LISTA DE TAREAS:
(A) ¿Cómo se traduce al inglés esta oración del texto sobre las prisiones: «Estas violaciones son racialmente dispares, con las comunidades negras y otras comunidades marginadas desproporcionadamente criminalizadas y encarceladas»?
(B) ¿Puedes editar todas las filas mostradas para que «plastic wrap» pase a ser «aluminum foil», sin cambiar nada más?

EXTRACTO DE PÁGINA:
= = = = = = =
No es ningún secreto que las violaciones de los derechos humanos se han producido durante mucho tiempo tras los muros de las prisiones. El trabajo forzoso, el encadenamiento de mujeres durante el parto, el confinamiento solitario indefinido —actos que serían denunciados como tortura en otros contextos— se normalizan en los entornos penitenciarios, que han sido tratados como lugares de derechos disminuidos de privacidad, autonomía y debido proceso. Estas violaciones son racialmente dispares, con las comunidades negras y otras comunidades marginadas desproporcionadamente criminalizadas y encarceladas.
Al mismo tiempo, los avances tecnológicos en vigilancia, evaluación algorítmica de riesgos y otros análisis basados en datos amplían el estado carcelario más allá de los muros de la prisión en nombre de la reforma penitenciaria o la seguridad pública. Los intentos de encontrar «alternativas» más humanas al encarcelamiento, como el creciente uso de monitores de tobillo o aplicaciones de reconocimiento facial para la «cárcel electrónica», introducen el control carcelario en espacios no carcelarios, formando lo que la jurista Kate Weisburd llama el «hogar carcelario». Se están produciendo extensiones similares en áreas como las fronteras, la educación y el bienestar infantil.
= = = = = = =
FILAS MOSTRADAS:
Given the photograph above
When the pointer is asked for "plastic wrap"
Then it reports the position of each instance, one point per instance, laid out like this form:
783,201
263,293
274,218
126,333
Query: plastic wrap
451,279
= = = = = = =
RESPUESTAS EN ORDEN:
(A) These violations are racially disparate, with Black communities and other marginalized communities disproportionately criminalized and incarcerated.

(B)
Given the photograph above
When the pointer is asked for "aluminum foil"
Then it reports the position of each instance, one point per instance, laid out like this form:
783,201
263,293
274,218
126,333
Query: aluminum foil
451,279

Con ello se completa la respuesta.